Once the images are set aside, return every entry exactly.

### MATERIAL FOR THIS TASK ###

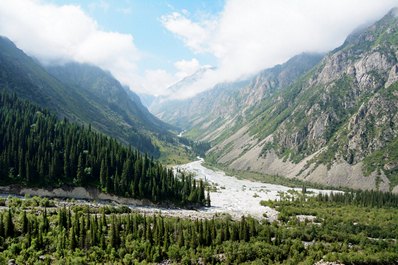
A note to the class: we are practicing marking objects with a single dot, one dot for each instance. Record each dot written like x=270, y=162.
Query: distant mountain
x=332, y=120
x=336, y=124
x=85, y=94
x=209, y=115
x=146, y=99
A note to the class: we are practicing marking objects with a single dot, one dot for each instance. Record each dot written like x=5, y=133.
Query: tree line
x=38, y=149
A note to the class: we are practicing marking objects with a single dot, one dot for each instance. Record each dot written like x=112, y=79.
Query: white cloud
x=186, y=67
x=157, y=81
x=56, y=34
x=194, y=35
x=250, y=35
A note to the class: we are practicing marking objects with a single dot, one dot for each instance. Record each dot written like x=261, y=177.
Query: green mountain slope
x=210, y=115
x=37, y=149
x=85, y=94
x=336, y=124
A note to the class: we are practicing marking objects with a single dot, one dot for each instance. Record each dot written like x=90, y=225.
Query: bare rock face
x=392, y=76
x=337, y=125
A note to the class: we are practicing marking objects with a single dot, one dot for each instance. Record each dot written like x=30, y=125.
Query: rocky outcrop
x=73, y=193
x=337, y=125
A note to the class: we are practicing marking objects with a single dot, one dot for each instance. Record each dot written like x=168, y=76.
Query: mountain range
x=330, y=119
x=85, y=94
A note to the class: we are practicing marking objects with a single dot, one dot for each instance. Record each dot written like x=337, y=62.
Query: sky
x=152, y=44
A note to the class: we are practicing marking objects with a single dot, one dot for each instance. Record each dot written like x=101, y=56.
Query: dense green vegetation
x=36, y=149
x=332, y=228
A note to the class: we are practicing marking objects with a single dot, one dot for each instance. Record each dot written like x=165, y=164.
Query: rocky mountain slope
x=335, y=125
x=210, y=114
x=85, y=94
x=333, y=122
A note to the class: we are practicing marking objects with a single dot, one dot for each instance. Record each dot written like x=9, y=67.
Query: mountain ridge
x=333, y=123
x=85, y=94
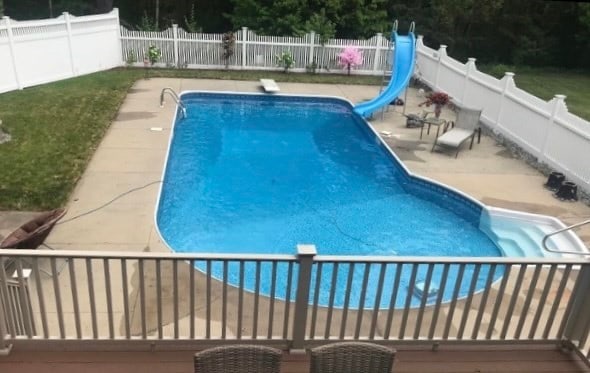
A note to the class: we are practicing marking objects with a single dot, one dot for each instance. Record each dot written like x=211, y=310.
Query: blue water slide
x=403, y=65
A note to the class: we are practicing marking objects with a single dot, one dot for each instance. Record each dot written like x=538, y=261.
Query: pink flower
x=350, y=57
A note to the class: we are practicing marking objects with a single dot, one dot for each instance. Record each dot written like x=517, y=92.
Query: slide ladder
x=404, y=55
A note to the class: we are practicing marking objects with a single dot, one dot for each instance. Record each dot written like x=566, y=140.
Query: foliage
x=228, y=42
x=147, y=23
x=285, y=60
x=436, y=98
x=350, y=57
x=190, y=22
x=131, y=58
x=154, y=54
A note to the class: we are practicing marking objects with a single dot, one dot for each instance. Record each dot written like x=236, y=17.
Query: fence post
x=378, y=38
x=442, y=51
x=305, y=254
x=12, y=53
x=175, y=43
x=311, y=45
x=578, y=319
x=70, y=44
x=558, y=102
x=244, y=41
x=508, y=81
x=470, y=66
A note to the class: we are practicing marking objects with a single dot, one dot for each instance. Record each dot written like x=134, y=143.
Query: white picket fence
x=42, y=51
x=251, y=51
x=544, y=129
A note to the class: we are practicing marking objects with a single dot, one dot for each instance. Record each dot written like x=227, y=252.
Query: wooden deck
x=522, y=359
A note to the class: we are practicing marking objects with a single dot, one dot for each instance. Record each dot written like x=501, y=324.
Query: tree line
x=521, y=32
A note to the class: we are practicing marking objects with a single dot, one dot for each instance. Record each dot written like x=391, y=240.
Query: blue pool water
x=261, y=174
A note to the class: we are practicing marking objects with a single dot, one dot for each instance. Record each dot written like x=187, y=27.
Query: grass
x=546, y=82
x=56, y=128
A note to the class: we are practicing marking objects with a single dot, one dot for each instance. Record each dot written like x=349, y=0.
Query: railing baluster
x=456, y=292
x=241, y=300
x=498, y=301
x=484, y=301
x=427, y=284
x=439, y=299
x=527, y=302
x=316, y=298
x=224, y=302
x=377, y=305
x=175, y=296
x=40, y=296
x=408, y=303
x=288, y=301
x=256, y=301
x=124, y=280
x=271, y=309
x=91, y=296
x=392, y=301
x=346, y=299
x=467, y=306
x=107, y=280
x=208, y=301
x=58, y=303
x=333, y=283
x=191, y=299
x=542, y=301
x=359, y=318
x=159, y=298
x=141, y=263
x=513, y=298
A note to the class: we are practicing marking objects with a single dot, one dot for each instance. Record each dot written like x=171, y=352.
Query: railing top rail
x=143, y=255
x=287, y=257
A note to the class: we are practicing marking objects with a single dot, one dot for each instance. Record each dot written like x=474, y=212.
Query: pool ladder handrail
x=172, y=93
x=544, y=242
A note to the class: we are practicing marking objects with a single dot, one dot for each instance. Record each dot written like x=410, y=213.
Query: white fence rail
x=295, y=301
x=252, y=51
x=42, y=51
x=545, y=129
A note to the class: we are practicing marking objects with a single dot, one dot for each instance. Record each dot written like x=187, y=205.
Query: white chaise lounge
x=269, y=85
x=465, y=127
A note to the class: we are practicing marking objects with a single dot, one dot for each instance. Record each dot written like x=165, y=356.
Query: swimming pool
x=261, y=174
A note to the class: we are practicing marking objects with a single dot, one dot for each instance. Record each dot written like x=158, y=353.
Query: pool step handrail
x=176, y=98
x=547, y=236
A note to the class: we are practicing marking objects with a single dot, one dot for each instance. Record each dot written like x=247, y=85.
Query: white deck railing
x=150, y=299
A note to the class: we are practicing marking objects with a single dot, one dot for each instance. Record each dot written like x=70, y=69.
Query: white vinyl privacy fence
x=544, y=129
x=42, y=51
x=251, y=51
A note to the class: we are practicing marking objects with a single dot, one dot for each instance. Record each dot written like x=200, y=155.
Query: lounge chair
x=269, y=85
x=238, y=359
x=352, y=357
x=462, y=129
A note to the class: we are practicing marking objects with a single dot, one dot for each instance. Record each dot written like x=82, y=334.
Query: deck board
x=451, y=359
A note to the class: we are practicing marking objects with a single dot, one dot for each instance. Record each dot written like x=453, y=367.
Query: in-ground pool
x=261, y=174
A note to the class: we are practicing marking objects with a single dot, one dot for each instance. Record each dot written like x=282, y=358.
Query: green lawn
x=546, y=82
x=56, y=127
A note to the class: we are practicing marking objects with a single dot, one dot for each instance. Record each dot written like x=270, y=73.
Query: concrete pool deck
x=132, y=155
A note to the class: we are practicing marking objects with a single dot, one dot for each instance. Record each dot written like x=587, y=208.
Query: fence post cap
x=306, y=250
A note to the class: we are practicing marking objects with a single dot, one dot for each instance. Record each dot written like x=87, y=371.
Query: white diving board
x=269, y=85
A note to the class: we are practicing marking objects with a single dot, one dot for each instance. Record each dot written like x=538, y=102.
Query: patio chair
x=238, y=359
x=462, y=129
x=352, y=357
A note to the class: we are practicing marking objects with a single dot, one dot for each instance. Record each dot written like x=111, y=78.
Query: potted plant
x=438, y=99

###

__RESPONSE__:
A note to the class: we are practicing marking objects with a single dot, one dot for each instance. Record each dot written like x=270, y=162.
Query: distant mountain
x=332, y=120
x=336, y=124
x=85, y=94
x=209, y=115
x=146, y=99
A note to the class: we are practicing marking objects with a single dot, one dot for each instance. Record each dot written like x=5, y=133.
Query: tree line
x=38, y=149
A note to the class: we are practicing marking objects with a single dot, one dot for each instance. Record each dot written like x=112, y=79.
Query: white cloud
x=186, y=67
x=157, y=81
x=56, y=34
x=194, y=35
x=250, y=35
A note to the class: we are practicing marking objects with a single dot, one dot for each instance. Record each dot written like x=261, y=177.
Query: green mountain slope
x=210, y=115
x=37, y=149
x=85, y=94
x=336, y=124
A note to the class: we are practicing marking objects with a single dot, one dot for each instance. Record each dot written like x=90, y=225.
Query: bare rock face
x=392, y=76
x=337, y=125
A note to the class: we are practicing marking objects with a single dot, one dot for each instance. Record each dot written like x=30, y=125.
Query: rocky outcrop
x=73, y=193
x=337, y=125
A note to the class: we are practicing marking objects with a single dot, one dot for each instance. Record each dot written like x=168, y=76.
Query: mountain range
x=330, y=119
x=85, y=94
A note to the class: we are practicing marking objects with a single dot, one dot for each instance. Record each dot written like x=337, y=62.
Query: sky
x=152, y=44
A note to the class: we are practicing marking objects with a single dot, one dot for each instance. Record each dot written like x=101, y=56.
Query: dense green vegetation
x=36, y=149
x=332, y=228
A note to the class: we are practicing marking objects with a single dot, one dot for each instance. Record each dot written like x=165, y=164.
Query: rocky mountain slope
x=335, y=125
x=210, y=114
x=85, y=94
x=333, y=122
A note to the class: we are practicing marking objects with a single dot, one dot for each instance. Record each dot written like x=9, y=67.
Query: mountain ridge
x=333, y=123
x=85, y=94
A note to the class: we are practicing marking objects with a single dot, one dot for each instance. Record each dot written like x=211, y=310.
Query: blue water slide
x=403, y=65
A note to the class: we are practicing marking objects with a single dot, one dot for each instance. Record each dot written like x=538, y=261.
Query: pink flower
x=350, y=57
A note to the class: we are practicing marking objects with a single dot, one dot for each instance. Record each dot written like x=517, y=92.
Query: slide ladder
x=404, y=55
A note to the class: we are practicing marking objects with a single dot, one dot for each instance. Record each dot written like x=566, y=140.
Query: foliage
x=228, y=42
x=147, y=23
x=285, y=60
x=436, y=98
x=350, y=57
x=190, y=22
x=131, y=58
x=154, y=54
A note to the class: we are practicing marking objects with a single dot, one dot for each instance. Record each dot written like x=236, y=17.
Query: fence post
x=378, y=38
x=442, y=51
x=305, y=254
x=12, y=53
x=175, y=43
x=311, y=45
x=578, y=319
x=70, y=44
x=558, y=102
x=244, y=41
x=508, y=81
x=470, y=66
A note to the class: we are practicing marking objects with a single dot, one dot for each instance. Record each dot written like x=134, y=143.
Query: white picket fence
x=42, y=51
x=251, y=51
x=544, y=129
A note to the class: we are practicing marking objects with a single dot, one dot for each instance. Record each dot written like x=227, y=252.
Query: wooden deck
x=522, y=359
A note to the class: we are practicing marking objects with a single dot, one dot for each instance. Record each dot written like x=501, y=324.
Query: tree line
x=521, y=32
A note to the class: we are practicing marking objects with a single dot, one dot for each instance. Record each dot written like x=391, y=240.
Query: blue pool water
x=261, y=174
A note to the class: we are practicing marking objects with a single dot, one dot for each instance. Record each dot written like x=187, y=27.
Query: grass
x=546, y=82
x=56, y=128
A note to the class: we are practicing marking objects with a single dot, one dot for each instance. Record each dot written like x=349, y=0.
Query: railing baluster
x=456, y=292
x=241, y=300
x=498, y=301
x=484, y=301
x=427, y=284
x=439, y=299
x=527, y=302
x=316, y=298
x=224, y=302
x=377, y=305
x=175, y=296
x=40, y=296
x=408, y=303
x=288, y=301
x=256, y=301
x=124, y=280
x=271, y=309
x=91, y=296
x=392, y=301
x=346, y=299
x=467, y=306
x=107, y=280
x=208, y=301
x=58, y=303
x=333, y=283
x=191, y=299
x=542, y=301
x=359, y=318
x=159, y=298
x=141, y=263
x=513, y=298
A note to the class: we are practicing marking objects with a single dot, one dot for each instance. Record each dot written like x=171, y=352.
Query: railing top rail
x=143, y=255
x=287, y=257
A note to the class: we are practicing marking objects with a single dot, one dot for each instance. Record each dot written like x=474, y=212.
Query: pool ladder handrail
x=172, y=93
x=544, y=242
A note to the class: we are practicing marking objects with a single dot, one dot for each instance. Record each dot written like x=410, y=213.
Query: white fence rail
x=295, y=301
x=252, y=51
x=42, y=51
x=545, y=129
A note to the class: we are practicing marking objects with a single dot, one dot for each instance. Record each dot written like x=187, y=205.
Query: white chaise lounge
x=269, y=85
x=465, y=127
A note to the class: we are practicing marking objects with a single dot, one dot for each instance. Record each dot written like x=165, y=356.
Query: swimming pool
x=261, y=174
A note to the class: we are practicing marking objects with a single dot, one dot for each instance. Record each dot written like x=158, y=353.
Query: pool step handrail
x=176, y=98
x=547, y=236
A note to the class: we are practicing marking objects with a single dot, one dot for each instance. Record each dot written like x=247, y=85.
Query: white deck railing
x=150, y=299
A note to the class: we are practicing marking objects with a single dot, one dot for each instance. Record each dot written like x=70, y=69.
Query: white vinyl privacy fence
x=544, y=129
x=42, y=51
x=251, y=51
A note to the class: we are practicing marking objects with a single dot, one dot for each instance. Record each dot written like x=200, y=155.
Query: lounge chair
x=269, y=85
x=238, y=359
x=352, y=357
x=462, y=129
A note to the class: we are practicing marking objects with a single dot, one dot for each instance. Record each dot written like x=82, y=334.
Query: deck board
x=451, y=359
A note to the class: we are practicing marking objects with a single dot, one dot for each instance. Record each dot written like x=453, y=367.
Query: in-ground pool
x=261, y=174
A note to the class: we are practicing marking objects with a single dot, one dot for each instance. Record each dot written like x=282, y=358.
Query: green lawn
x=546, y=82
x=56, y=127
A note to the class: we are practicing marking objects with a single dot, one dot for each instance. Record each dot written like x=270, y=73.
Query: concrete pool deck
x=132, y=155
A note to the class: we are practicing marking objects with a single dot, one dot for each instance. Record each dot written like x=587, y=208.
Query: fence post cap
x=306, y=250
A note to the class: we are practicing marking objects with a single dot, one dot for each instance. Record each dot written like x=87, y=371.
Query: white diving board
x=269, y=85
A note to the class: we are practicing marking objects with a single dot, one dot for each instance. Record each dot written like x=538, y=102.
Query: patio chair
x=238, y=359
x=462, y=129
x=352, y=357
A note to the class: we are practicing marking objects with a single dot, one dot for each instance. Record each dot written like x=111, y=78.
Query: potted plant
x=438, y=99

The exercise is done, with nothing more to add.